**What the task requires:** All the entries that follow must be written out again exactly.

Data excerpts
***

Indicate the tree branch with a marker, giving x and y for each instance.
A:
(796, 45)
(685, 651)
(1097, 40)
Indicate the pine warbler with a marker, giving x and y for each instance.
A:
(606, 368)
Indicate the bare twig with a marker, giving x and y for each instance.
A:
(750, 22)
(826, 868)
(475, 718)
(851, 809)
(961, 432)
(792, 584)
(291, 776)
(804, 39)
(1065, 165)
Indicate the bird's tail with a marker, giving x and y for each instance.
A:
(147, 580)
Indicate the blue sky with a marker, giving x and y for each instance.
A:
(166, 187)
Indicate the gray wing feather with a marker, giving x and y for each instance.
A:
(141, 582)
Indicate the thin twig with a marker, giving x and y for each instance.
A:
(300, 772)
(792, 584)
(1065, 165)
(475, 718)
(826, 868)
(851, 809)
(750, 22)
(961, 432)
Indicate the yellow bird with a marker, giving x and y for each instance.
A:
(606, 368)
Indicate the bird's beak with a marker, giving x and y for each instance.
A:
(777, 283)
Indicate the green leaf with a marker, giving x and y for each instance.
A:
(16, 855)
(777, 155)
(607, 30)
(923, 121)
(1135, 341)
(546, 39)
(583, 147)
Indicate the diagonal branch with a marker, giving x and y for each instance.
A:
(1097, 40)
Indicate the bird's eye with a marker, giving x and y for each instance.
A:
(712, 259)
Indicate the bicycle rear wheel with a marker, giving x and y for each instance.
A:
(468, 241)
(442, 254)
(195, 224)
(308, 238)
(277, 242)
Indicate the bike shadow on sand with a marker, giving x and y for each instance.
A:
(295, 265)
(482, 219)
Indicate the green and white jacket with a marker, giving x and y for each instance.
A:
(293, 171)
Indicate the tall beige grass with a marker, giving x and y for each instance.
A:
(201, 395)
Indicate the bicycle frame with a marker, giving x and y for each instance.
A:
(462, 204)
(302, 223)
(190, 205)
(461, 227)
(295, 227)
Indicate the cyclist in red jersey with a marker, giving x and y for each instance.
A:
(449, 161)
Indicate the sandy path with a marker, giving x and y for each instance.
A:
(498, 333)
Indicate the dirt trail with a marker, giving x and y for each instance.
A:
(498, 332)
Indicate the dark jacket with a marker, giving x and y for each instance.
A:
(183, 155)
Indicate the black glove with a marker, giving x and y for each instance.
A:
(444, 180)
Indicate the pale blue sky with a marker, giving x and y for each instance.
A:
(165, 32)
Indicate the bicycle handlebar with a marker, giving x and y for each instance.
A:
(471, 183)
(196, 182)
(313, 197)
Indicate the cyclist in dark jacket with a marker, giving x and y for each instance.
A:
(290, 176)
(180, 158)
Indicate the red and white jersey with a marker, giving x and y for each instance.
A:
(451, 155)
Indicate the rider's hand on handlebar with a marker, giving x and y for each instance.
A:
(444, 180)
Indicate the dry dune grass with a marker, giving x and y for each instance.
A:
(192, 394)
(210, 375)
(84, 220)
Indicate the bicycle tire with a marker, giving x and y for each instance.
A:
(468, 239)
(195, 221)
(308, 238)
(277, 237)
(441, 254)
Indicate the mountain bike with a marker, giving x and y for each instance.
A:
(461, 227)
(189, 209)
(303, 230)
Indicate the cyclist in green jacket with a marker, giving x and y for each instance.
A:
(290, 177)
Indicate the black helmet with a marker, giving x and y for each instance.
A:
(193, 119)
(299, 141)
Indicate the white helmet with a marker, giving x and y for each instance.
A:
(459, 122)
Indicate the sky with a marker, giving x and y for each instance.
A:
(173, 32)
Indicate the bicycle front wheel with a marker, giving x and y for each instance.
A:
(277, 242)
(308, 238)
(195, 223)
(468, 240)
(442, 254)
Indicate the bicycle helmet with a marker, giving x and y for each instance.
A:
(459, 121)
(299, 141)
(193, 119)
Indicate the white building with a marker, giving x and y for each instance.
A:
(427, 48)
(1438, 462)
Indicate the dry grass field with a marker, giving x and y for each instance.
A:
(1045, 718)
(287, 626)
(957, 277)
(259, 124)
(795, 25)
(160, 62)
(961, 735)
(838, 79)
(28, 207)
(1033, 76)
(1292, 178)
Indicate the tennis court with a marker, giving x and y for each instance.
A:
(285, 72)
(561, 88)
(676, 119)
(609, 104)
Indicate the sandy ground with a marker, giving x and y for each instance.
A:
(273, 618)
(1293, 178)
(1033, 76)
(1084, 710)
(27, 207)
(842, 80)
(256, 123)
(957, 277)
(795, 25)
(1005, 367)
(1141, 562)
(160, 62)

***

**Worked solution:**
Indicate the tree branch with a marker, giving x and y for each instance.
A:
(796, 45)
(685, 651)
(1097, 40)
Indicate the pine warbler with a marker, giving x and y for each instance.
A:
(606, 368)
Indicate the bare twig with a marker, giving x and y for each instance.
A:
(750, 22)
(826, 868)
(475, 718)
(851, 809)
(961, 432)
(792, 584)
(291, 776)
(804, 39)
(1065, 165)
Indicate the bird's tail with a marker, giving x and y for each instance.
A:
(147, 580)
Indicate the blue sky with a marker, giving x and y for each instance.
A:
(166, 187)
Indicate the gray wing feather with a marker, giving x and y for each instance.
A:
(141, 582)
Indicate the thin twig with a marker, giving x and y for each instance.
A:
(300, 772)
(792, 584)
(1065, 165)
(475, 718)
(826, 868)
(851, 809)
(750, 22)
(961, 432)
Indicate the yellow bird with a marker, giving x and y for each instance.
A:
(606, 368)
Indicate the bird's beak with a marker, giving x and y for each instance.
A:
(777, 283)
Indicate the green leaf with a marker, giving x and y for each instance.
A:
(16, 855)
(777, 155)
(607, 30)
(923, 121)
(1135, 341)
(546, 39)
(583, 147)
Indicate the diagonal branch with a marker, giving x and y for each instance.
A:
(1097, 40)
Indicate the bird's eye with a marker, giving x and y for each instance.
A:
(712, 259)
Indicate the bicycle rear wheel with a marker, giving x and y for each instance.
A:
(468, 241)
(442, 254)
(195, 224)
(308, 238)
(277, 242)
Indicate the bike shadow on sand with a marker, giving x and y for each instance.
A:
(295, 265)
(482, 219)
Indicate the green and white jacket with a marker, giving x and y for each instance.
A:
(293, 171)
Indicate the tall beige grass with a marker, giving x and y for each instance.
A:
(201, 395)
Indicate the bicycle frame with a marker, giving x and y for each instance.
A:
(462, 204)
(302, 223)
(190, 205)
(461, 227)
(295, 227)
Indicate the cyclist in red jersey with a marker, giving x and y for each instance.
A:
(449, 161)
Indicate the sandy path with a marker, giving x and y for each instance.
A:
(498, 333)
Indicate the dirt trail with a marker, giving x and y for each instance.
A:
(498, 332)
Indicate the dark jacket with a marker, giving x and y for each instance.
A:
(183, 155)
Indicate the black glove with a marker, giving x and y for each instance.
A:
(444, 180)
Indicate the pale blue sky with a marker, giving x and y for each instance.
A:
(165, 32)
Indicate the bicycle handlebar with a marker, giving x and y for each instance.
A:
(471, 183)
(196, 182)
(313, 197)
Indicate the cyclist in dark jacket with a marker, giving x and y for each instance.
A:
(290, 176)
(180, 158)
Indicate the red and white jersey with a marker, giving x and y for each instance.
A:
(451, 155)
Indicate the rider's hand on handlebar with a marker, giving x and y for each instance.
A:
(444, 180)
Indicate the dry dune grass with a marker, giving x and y for each instance.
A:
(192, 394)
(210, 375)
(84, 220)
Indicate the bicycle tire with a marker, giving x and y for each instance.
A:
(468, 239)
(195, 221)
(308, 238)
(277, 237)
(441, 254)
Indicate the mountain bike with a marker, giving x and y for each instance.
A:
(461, 227)
(189, 209)
(303, 230)
Indicate the cyclist in green jacket with a marker, giving x and y for each instance.
A:
(290, 177)
Indicate the black helmet with a marker, giving x and y for each instance.
A:
(193, 119)
(299, 141)
Indicate the white helmet with a marker, giving x and y for each instance.
A:
(459, 122)
Indicate the sky with a marker, giving x and y for each instance.
A:
(173, 32)
Indicate the bicycle front wheel with a marker, giving x and y for each instance.
A:
(277, 242)
(308, 238)
(195, 223)
(468, 240)
(442, 254)
Indicate the bicycle helmet with a marker, giving x and y for each instance.
A:
(459, 121)
(299, 141)
(193, 119)
Indicate the white building with a marker, giving x and y for each instance.
A:
(427, 48)
(1438, 462)
Indicate the dry grass field with a marker, giving x and y for each instance.
A:
(1045, 718)
(287, 626)
(957, 277)
(259, 124)
(795, 25)
(160, 62)
(961, 735)
(838, 79)
(28, 207)
(1033, 76)
(1292, 178)
Indicate the tennis court with a marker, giving x and y for each instance.
A:
(285, 72)
(561, 88)
(676, 119)
(609, 104)
Indicate the sandy ground with a marker, giving x and y for each instance.
A:
(273, 618)
(1293, 178)
(1033, 76)
(1084, 710)
(27, 207)
(842, 80)
(256, 123)
(957, 277)
(795, 25)
(1005, 367)
(1141, 562)
(160, 62)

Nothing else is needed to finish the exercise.